[Bounding box annotation entries]
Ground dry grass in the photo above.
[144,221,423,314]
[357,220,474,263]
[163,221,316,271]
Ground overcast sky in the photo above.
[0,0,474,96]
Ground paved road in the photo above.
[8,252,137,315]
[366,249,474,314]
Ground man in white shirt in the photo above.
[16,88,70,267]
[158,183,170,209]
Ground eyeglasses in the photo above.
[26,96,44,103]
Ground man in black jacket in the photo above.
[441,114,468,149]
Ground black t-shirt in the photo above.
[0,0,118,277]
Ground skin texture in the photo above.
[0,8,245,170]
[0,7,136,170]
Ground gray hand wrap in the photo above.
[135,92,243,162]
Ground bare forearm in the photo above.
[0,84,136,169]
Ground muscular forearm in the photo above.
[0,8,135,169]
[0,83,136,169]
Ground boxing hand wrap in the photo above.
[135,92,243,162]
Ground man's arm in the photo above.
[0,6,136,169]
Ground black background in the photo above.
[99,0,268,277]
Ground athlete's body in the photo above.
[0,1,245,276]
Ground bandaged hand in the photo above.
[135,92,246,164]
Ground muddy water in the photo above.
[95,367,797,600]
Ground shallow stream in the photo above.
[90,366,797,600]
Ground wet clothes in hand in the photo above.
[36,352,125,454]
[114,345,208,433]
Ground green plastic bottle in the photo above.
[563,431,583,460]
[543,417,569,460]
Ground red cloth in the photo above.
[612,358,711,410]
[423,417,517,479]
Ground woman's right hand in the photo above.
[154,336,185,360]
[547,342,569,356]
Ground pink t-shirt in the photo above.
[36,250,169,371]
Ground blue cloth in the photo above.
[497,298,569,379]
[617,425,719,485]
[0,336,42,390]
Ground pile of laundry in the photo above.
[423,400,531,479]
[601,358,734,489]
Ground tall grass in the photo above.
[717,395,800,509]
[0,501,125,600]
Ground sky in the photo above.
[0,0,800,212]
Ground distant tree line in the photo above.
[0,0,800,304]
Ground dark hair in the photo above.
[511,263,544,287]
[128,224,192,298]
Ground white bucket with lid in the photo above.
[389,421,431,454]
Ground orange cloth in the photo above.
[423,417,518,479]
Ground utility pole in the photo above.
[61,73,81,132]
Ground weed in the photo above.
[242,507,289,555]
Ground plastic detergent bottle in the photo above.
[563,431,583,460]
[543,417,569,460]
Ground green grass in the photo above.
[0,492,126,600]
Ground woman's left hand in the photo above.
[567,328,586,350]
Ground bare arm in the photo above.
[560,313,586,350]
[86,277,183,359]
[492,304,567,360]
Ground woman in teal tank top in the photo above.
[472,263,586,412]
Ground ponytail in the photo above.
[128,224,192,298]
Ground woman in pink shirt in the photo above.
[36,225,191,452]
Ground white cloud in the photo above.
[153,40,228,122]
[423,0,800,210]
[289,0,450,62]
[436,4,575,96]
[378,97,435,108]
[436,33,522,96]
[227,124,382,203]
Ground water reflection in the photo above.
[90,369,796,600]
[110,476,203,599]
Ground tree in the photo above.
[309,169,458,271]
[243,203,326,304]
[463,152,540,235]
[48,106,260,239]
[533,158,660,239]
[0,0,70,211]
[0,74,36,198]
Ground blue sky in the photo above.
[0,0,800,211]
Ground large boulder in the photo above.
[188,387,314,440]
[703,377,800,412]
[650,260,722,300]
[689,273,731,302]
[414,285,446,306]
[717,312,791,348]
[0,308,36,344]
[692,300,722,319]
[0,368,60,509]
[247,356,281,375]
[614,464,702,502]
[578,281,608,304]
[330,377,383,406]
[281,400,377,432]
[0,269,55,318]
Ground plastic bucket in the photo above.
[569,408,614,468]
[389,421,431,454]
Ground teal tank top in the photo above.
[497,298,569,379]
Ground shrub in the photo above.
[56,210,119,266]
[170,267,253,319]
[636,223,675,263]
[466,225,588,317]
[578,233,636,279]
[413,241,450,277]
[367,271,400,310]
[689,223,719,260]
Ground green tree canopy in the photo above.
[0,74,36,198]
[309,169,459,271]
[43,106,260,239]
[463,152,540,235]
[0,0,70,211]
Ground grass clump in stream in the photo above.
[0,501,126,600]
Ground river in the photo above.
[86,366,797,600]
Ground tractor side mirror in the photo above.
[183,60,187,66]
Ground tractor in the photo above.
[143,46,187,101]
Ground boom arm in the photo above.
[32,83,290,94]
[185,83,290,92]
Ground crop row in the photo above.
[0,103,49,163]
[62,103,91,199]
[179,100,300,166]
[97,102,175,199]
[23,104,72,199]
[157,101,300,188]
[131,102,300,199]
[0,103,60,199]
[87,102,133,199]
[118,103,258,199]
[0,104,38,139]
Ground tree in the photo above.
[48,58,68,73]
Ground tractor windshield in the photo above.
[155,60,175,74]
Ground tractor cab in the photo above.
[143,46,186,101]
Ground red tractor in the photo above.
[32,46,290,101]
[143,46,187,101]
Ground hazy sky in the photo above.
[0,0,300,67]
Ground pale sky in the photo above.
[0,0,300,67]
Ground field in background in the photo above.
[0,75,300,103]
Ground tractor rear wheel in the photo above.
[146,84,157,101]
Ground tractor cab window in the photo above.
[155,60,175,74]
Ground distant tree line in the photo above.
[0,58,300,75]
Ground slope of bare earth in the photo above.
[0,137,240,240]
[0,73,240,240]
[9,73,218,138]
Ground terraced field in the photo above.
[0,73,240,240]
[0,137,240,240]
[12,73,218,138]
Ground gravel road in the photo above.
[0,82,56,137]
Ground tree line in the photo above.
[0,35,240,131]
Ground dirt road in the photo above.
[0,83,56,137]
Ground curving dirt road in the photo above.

Aim of the exercise >> Copy the entries from the line containing "Ground river in the photo above." through the line containing "[185,83,290,92]", substituting "spray boom" for "boom arm" and leaving everything else unchanged.

Output for this exercise >>
Ground river in the photo above.
[86,366,797,600]
Ground tractor side mirror in the photo above.
[183,60,187,66]
Ground tractor in the photo above.
[143,46,187,101]
Ground spray boom in the photo above.
[32,83,290,94]
[185,83,290,92]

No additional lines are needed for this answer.